The task
Reproduce the records below exactly as they appear.

-- START Given records --

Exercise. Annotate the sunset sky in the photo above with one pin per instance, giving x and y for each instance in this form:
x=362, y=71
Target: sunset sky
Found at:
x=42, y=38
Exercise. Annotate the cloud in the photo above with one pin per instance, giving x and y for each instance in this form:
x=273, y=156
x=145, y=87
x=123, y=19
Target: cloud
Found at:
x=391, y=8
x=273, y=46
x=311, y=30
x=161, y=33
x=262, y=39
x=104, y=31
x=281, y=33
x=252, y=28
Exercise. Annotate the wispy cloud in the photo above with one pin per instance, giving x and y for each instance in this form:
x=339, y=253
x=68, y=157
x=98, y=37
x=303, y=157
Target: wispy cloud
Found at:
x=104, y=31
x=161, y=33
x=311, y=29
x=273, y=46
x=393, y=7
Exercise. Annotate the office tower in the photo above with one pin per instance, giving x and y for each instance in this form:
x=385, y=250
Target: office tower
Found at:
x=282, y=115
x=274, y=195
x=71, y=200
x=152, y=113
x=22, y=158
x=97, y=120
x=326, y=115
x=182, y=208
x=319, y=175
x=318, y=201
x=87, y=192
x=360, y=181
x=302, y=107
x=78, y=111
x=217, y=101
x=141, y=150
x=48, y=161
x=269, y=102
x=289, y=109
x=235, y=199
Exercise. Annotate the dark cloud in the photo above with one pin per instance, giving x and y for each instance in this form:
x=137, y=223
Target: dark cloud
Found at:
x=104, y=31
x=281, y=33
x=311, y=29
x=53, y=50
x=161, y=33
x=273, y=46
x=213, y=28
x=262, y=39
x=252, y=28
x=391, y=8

-- END Given records --

Reply to the task
Exercise. Annotate the sunset sky in the photo above with one pin per instance, giving x and y for each instance in this form:
x=362, y=71
Target: sunset sky
Found at:
x=42, y=38
Exercise. Annotate the cloud in the photo above with one pin per instance, giving x and y for each instance in this form:
x=273, y=156
x=145, y=87
x=123, y=19
Target: cloud
Found at:
x=391, y=8
x=273, y=46
x=311, y=30
x=161, y=33
x=262, y=39
x=104, y=31
x=281, y=33
x=252, y=28
Exercise. Annotate the wispy cloud in the photo above with one pin per instance, giving x and y for each instance in this form:
x=339, y=253
x=68, y=157
x=98, y=37
x=303, y=157
Target: wispy cloud
Found at:
x=104, y=31
x=161, y=33
x=311, y=29
x=273, y=46
x=393, y=7
Exercise. Annotate the office tower in the photo above with one pin per instance, giving x and y for each instance in this form:
x=385, y=250
Target: office tower
Found at:
x=282, y=115
x=274, y=195
x=71, y=200
x=152, y=113
x=22, y=158
x=97, y=120
x=326, y=115
x=182, y=208
x=319, y=175
x=318, y=201
x=87, y=192
x=360, y=181
x=302, y=107
x=78, y=111
x=217, y=101
x=141, y=150
x=48, y=161
x=269, y=102
x=289, y=109
x=235, y=199
Exercise. Annotate the dark cloud in the photo above with one pin per instance, giving x and y for each instance in this form:
x=137, y=223
Target: dark cloud
Found at:
x=104, y=31
x=281, y=33
x=311, y=29
x=53, y=50
x=161, y=33
x=273, y=46
x=213, y=28
x=262, y=39
x=252, y=28
x=391, y=8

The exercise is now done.